Natural language region descriptions:
********************

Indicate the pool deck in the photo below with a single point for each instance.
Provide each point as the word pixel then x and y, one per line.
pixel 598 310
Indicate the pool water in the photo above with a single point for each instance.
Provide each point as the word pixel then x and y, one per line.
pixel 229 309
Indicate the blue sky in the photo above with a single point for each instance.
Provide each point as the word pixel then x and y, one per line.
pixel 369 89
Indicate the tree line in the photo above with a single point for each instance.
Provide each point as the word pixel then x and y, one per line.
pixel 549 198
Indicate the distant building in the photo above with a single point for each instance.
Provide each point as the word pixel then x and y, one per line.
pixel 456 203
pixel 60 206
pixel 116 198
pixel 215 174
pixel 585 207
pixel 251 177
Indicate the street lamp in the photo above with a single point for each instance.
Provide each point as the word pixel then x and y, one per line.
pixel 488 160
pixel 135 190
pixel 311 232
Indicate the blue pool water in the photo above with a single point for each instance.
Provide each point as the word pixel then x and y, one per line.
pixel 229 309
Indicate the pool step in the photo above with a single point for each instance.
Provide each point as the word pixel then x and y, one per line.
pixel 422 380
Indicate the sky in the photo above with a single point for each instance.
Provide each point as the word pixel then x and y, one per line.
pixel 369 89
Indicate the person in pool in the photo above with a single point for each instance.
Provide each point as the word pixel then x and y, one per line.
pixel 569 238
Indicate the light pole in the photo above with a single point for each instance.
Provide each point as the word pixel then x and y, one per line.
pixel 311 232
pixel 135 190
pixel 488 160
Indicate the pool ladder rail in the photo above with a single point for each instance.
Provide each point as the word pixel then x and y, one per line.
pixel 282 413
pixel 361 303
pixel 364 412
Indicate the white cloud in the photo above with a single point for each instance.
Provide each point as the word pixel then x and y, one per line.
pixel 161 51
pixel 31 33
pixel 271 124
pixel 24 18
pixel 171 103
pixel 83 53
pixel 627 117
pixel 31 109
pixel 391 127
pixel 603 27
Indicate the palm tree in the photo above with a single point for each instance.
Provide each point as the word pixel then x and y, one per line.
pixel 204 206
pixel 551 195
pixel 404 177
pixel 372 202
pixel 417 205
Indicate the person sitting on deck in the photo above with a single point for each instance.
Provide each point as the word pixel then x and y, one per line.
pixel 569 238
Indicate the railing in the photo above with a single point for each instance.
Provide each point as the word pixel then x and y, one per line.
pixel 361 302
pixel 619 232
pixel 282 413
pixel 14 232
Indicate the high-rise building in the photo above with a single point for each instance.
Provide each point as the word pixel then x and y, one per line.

********************

Problem details:
Of the lines in the data, report each one containing the string "building".

The completed task:
Indicate the distant building in the photo above with a single point for each instance.
Indicate the high-rise building in the photo above with a single point for each instance.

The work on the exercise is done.